_Written request_
Write out all of the entries exactly as given.

(Records from a dataset)
"""

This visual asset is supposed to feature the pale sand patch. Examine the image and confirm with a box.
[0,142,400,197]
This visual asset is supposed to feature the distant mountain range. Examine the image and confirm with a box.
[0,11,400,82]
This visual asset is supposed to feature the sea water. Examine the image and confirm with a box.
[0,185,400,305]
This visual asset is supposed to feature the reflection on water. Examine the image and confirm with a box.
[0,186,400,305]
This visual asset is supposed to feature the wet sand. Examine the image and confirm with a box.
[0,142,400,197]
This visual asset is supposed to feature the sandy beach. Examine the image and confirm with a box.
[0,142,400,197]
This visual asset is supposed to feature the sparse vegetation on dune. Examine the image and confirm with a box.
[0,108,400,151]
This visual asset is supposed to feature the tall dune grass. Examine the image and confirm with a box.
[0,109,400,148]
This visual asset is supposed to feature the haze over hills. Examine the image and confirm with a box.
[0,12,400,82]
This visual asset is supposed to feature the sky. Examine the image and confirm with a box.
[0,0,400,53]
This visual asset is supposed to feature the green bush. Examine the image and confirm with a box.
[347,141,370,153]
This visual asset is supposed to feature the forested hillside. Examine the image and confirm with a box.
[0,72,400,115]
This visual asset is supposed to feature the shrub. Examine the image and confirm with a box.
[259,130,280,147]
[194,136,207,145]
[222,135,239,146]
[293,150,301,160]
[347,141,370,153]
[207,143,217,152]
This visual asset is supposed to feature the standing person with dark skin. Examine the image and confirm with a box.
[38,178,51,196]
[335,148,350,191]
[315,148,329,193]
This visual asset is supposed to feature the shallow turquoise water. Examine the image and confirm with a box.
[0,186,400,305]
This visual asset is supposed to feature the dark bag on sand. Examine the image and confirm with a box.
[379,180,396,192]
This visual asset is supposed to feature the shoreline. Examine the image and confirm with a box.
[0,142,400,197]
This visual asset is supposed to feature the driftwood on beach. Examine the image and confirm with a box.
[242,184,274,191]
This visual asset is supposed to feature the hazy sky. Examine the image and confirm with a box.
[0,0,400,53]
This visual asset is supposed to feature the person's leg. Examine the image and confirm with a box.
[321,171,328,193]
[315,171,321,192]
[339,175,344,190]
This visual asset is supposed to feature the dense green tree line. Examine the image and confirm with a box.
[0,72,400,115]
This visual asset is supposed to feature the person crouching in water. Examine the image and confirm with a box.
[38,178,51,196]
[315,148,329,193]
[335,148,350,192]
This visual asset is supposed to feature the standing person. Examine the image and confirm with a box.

"""

_Expected answer_
This visual asset is supposed to feature the pale sand patch. Examine the image and confirm with a box.
[0,142,400,197]
This visual asset is supposed to feature the distant mountain range. Examine the image and confirm with a box.
[0,11,400,82]
This visual asset is supposed to feature the sea water. Examine the image and confirm with a box.
[0,185,400,305]
This visual asset is supposed to feature the reflection on water. Examine the image and confirm with a box.
[0,186,400,305]
This visual asset is supposed to feature the wet sand. Examine the image and confirm with a box.
[0,142,400,197]
This visual asset is supposed to feature the sandy beach. Examine the image and confirm with a box.
[0,142,400,197]
This visual asset is supposed to feature the sparse vegetation on dune. Examine the image and confirm with a box.
[0,108,400,151]
This visual asset is supposed to feature the tall dune grass. Examine the image and confirm with a box.
[0,109,400,148]
This visual asset is supposed to feature the haze over hills. Examine the image and confirm with a box.
[0,12,400,82]
This visual asset is supposed to feature the sky. Examine the image and confirm with a box.
[0,0,400,53]
This visual asset is supposed to feature the green bush. Examine the image and confirm with a box.
[347,141,370,153]
This visual asset is supposed to feature the forested hillside. Examine the image and confirm with a box.
[0,72,400,115]
This visual asset is supposed to feature the shrub. Examine the image and confirm with a box.
[259,130,280,147]
[194,136,207,145]
[222,135,239,146]
[293,150,301,160]
[347,141,370,153]
[207,143,217,152]
This visual asset is supposed to feature the standing person with dark skin. Examine the image and confirm with a box.
[38,178,51,196]
[335,148,350,191]
[315,148,329,193]
This visual asset is supposed to feature the shallow turquoise water. Examine the image and confirm with a box.
[0,186,400,305]
This visual asset is supposed to feature the dark bag on sand. Examine the image and confirm with a box.
[379,180,396,192]
This visual asset is supposed to feature the shoreline. Examine the image and confirm with a box.
[0,142,400,197]
This visual asset is supposed to feature the driftwood on beach. Examine the image and confirm with a box.
[242,184,274,191]
This visual asset is supposed to feature the hazy sky. Examine the image and confirm with a box.
[0,0,400,53]
This visual asset is supposed to feature the person's leg. Examine the image and confirm with a box.
[321,171,328,193]
[315,171,321,192]
[339,175,344,190]
This visual asset is supposed to feature the dense green tree line. Examine the image and confirm with a box.
[0,72,400,115]
This visual asset is supposed to feature the person crouching in water. Examine the image and confirm with a box.
[38,178,51,196]
[315,148,329,193]
[335,148,350,192]
This visual asset is supposed to feature the standing person. Examine the image and confirm with a box.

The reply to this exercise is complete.